Given instruction 1 – Name every unit of measurement mentioned in the passage on energy commodities and fuel measurement below.

------ Reading passage ------

Primary energy commodities may also be divided into fuels of fossil origin and
renewable energy commodities. Fossil fuels are taken from natural resources
which were formed from biomass in the geological past. By extension, the term
fossil is also applied to any secondary fuel manufactured from a fossil fuel.
Renewable energy commodities, apart from geothermal energy, are drawn
directly or indirectly from current or recent flows of the constantly available solar
and gravitational energy. For example, the energy value of biomass is derived from
the sunlight used by plants during their growth. Figure 1.1 gives a schematic
illustration of renewable versus non-renewable energy, and primary versus
secondary energy.

5

How to Measure Quantities and
Heating Values?

Fuels are measured for trading purposes and to monitor processes which produce
or use them. The units of measurement employed at the point of measurement of
the fuel flow are those which are the best suited to its physical state (solid, liquid or
gas) and require the simplest measuring instruments. These units are termed the
natural units for the fuel (the term physical unit is also used). Typical examples are
mass units for solid fuels (kilograms or tonnes) and volume units for liquids and
gases (litres or cubic metres). There are some exceptions, of course; fuelwood, for
instance, is often measured in cubic metres or in a volume unit employed locally.
Electrical energy is measured in an energy unit, kilowatt-hour (kWh). Quantities of
heat in steam flows are calculated from measurements of the pressure and
temperature of the steam and may be expressed in calories or joules. Apart from
the measurements to derive the heat content of steam, heat flows are rarely
measured but inferred from the fuel used to produce them.
It is also common to convert liquids measured in litres or gallons to tonnes. This

enables the total quantity of different liquid products to be calculated. Conversion
from volume to mass requires the densities of the liquids. Densities of common
liquid fuels are given in Annex 2.

------ Extracted entries ------

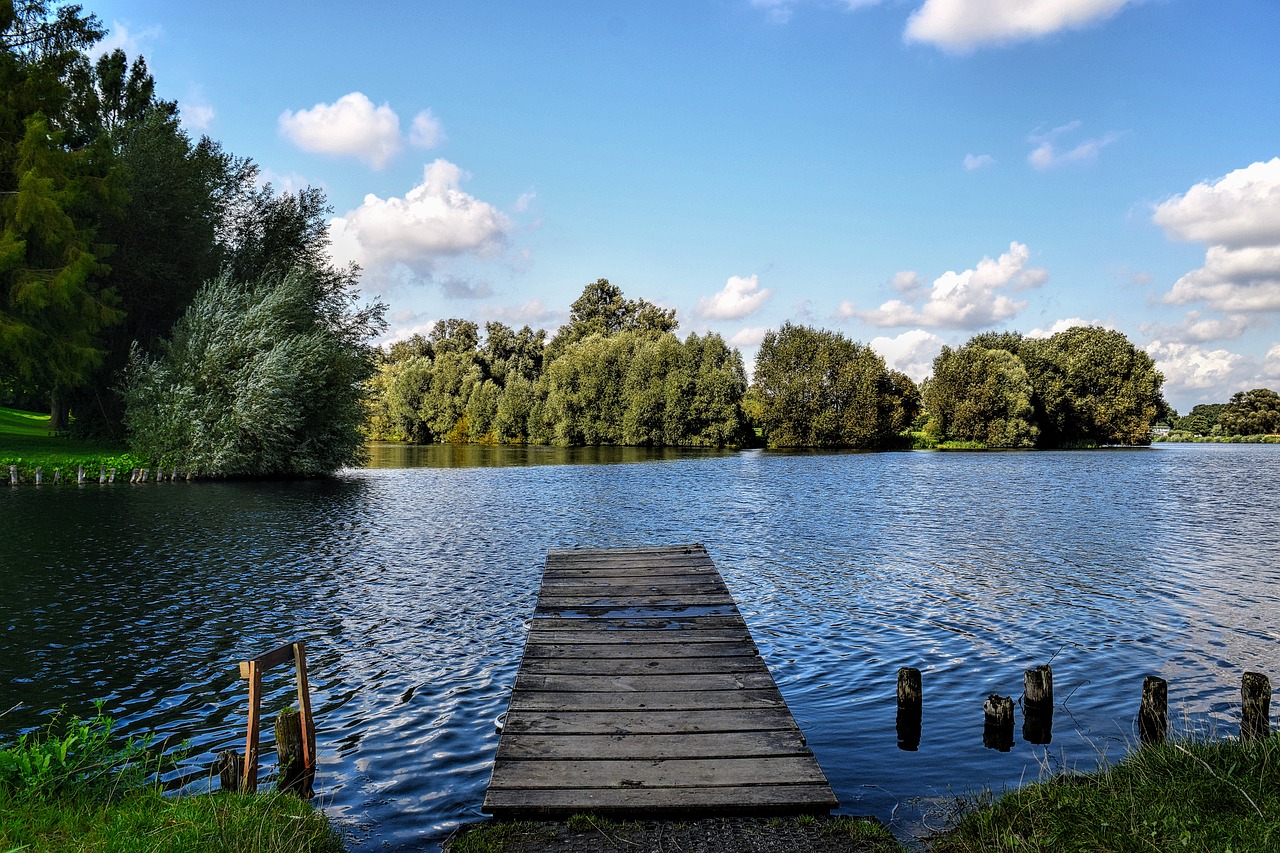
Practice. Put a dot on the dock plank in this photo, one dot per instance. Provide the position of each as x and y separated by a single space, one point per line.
640 690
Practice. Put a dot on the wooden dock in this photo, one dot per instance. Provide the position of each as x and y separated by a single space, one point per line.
641 690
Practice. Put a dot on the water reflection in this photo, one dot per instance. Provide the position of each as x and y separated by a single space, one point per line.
412 587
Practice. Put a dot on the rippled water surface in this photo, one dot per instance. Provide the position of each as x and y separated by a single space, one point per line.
412 582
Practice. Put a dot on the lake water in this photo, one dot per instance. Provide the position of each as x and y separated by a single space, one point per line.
412 583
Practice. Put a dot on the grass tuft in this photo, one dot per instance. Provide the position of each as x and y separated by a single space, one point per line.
1174 797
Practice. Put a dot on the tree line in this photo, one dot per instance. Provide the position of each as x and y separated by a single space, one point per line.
122 237
1248 413
617 374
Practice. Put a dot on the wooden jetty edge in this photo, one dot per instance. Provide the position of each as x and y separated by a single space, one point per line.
640 690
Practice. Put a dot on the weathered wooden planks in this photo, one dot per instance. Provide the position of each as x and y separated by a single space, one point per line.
641 690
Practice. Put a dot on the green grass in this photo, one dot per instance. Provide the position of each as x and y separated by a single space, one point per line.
72 788
146 820
1174 797
27 442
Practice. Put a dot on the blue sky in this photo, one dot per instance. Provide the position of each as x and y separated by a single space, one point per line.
908 172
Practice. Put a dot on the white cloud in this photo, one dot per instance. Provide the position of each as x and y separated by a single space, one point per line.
749 337
1238 215
1239 209
961 26
1063 325
402 240
1197 328
737 299
1191 368
119 36
1048 155
197 113
425 132
912 352
968 300
351 127
974 162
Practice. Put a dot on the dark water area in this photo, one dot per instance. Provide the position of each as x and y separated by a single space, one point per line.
412 583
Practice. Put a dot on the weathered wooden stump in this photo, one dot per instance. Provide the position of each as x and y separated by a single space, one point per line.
910 707
1153 712
997 729
229 769
1255 706
293 775
1038 705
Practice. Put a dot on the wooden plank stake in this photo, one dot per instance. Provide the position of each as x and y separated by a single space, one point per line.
1255 706
1038 705
1153 712
997 729
255 698
910 707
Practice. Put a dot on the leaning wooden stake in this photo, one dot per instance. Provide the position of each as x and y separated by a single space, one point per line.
1038 705
997 729
1255 706
909 708
1153 712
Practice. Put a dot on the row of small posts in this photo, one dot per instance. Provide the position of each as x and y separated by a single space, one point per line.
104 475
295 730
1037 701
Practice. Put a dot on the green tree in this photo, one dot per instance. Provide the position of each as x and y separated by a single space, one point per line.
257 379
1252 413
1201 419
817 388
981 395
1093 387
603 310
54 308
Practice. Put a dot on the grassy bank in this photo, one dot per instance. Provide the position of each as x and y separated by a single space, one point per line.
1174 797
27 442
73 788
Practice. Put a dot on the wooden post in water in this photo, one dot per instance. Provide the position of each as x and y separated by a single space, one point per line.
997 729
229 767
910 702
1153 712
1255 706
295 775
1038 705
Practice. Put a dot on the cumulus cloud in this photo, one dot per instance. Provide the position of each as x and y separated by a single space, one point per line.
122 37
1197 328
1188 366
961 26
1047 153
197 113
1238 210
737 299
968 300
1063 325
749 337
403 240
348 127
912 352
1238 215
425 132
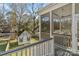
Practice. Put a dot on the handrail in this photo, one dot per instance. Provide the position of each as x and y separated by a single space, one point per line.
22 47
63 48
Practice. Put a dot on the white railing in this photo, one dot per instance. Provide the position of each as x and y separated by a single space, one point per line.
41 48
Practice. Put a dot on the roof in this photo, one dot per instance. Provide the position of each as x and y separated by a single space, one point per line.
50 7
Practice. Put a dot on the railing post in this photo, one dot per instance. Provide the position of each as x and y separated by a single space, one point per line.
39 27
74 29
52 42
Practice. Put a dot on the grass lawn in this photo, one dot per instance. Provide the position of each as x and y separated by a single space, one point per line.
15 44
3 47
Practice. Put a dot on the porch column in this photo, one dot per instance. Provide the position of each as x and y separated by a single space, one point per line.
74 29
39 27
51 36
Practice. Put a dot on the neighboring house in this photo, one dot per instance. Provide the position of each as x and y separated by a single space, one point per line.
24 38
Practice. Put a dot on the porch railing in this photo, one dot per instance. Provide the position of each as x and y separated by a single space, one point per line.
63 40
41 48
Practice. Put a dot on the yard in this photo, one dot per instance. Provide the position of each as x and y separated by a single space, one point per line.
15 44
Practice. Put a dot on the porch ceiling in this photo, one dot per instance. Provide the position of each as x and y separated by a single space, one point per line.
51 7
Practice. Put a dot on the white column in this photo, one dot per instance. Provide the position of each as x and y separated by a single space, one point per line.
74 29
39 27
51 36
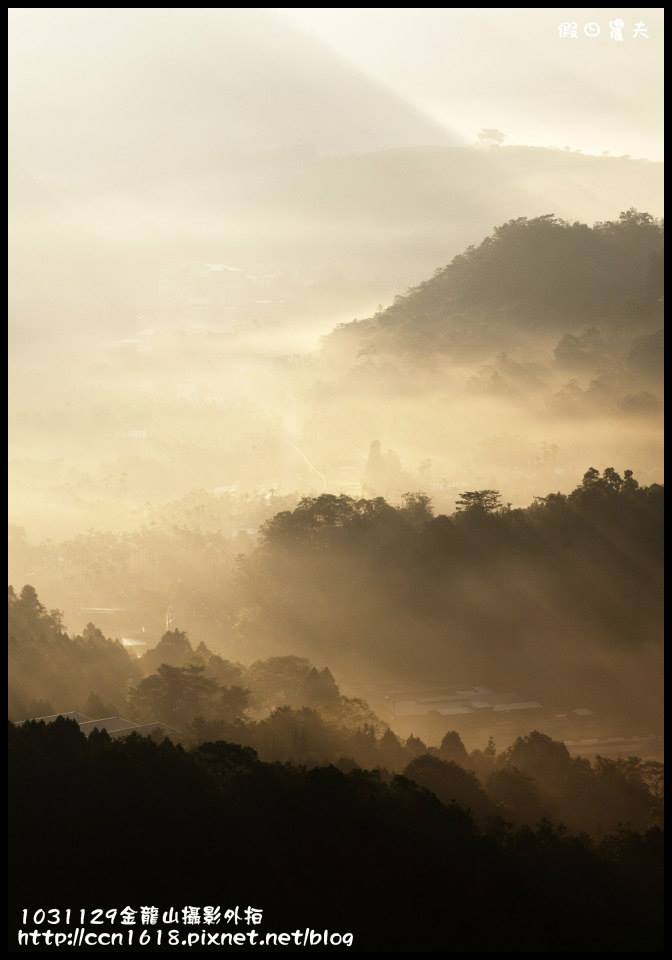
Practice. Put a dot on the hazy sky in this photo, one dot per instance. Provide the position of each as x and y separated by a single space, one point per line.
510 69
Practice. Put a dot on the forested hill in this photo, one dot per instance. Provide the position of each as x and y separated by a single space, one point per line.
541 274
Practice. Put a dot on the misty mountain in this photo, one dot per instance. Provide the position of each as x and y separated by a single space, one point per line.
539 276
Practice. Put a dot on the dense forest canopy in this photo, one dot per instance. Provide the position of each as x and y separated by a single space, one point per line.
399 862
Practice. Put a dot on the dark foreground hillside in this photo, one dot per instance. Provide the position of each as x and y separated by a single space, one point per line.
103 823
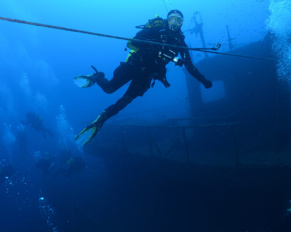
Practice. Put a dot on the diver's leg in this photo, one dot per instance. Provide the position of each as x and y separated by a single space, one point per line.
121 75
135 89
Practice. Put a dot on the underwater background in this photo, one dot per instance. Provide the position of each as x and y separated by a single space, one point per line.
177 159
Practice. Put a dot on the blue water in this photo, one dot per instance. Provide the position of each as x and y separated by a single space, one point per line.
36 75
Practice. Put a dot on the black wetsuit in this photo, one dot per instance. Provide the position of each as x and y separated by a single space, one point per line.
148 63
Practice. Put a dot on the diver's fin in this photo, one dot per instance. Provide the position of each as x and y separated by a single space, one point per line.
86 135
89 132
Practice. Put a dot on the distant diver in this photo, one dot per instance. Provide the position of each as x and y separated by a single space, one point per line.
36 123
146 63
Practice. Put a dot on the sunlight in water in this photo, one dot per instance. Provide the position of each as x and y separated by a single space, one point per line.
279 24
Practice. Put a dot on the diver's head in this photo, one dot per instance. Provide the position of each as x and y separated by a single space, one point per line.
175 20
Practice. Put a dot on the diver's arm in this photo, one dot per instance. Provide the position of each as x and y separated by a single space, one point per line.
192 69
145 34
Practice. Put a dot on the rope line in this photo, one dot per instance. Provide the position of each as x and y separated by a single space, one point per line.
130 39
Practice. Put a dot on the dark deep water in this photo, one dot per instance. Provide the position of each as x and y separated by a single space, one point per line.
178 159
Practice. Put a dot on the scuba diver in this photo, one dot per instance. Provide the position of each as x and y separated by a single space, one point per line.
146 63
36 123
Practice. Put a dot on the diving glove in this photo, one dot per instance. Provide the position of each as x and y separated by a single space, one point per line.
88 80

------

Given instruction 2 – Collect each line of the listing that contains the string "grassy". Case counts.

Full output 1 – kilograms, tonnes, litres, cubic metres, kilowatt-hour (kWh), calories, joules, gallons

Full output 2 –
Practice. Put a dot on the grassy bank in this photo, one dot per instance. Provide the position of each as x and y separated by a single space, one point per line.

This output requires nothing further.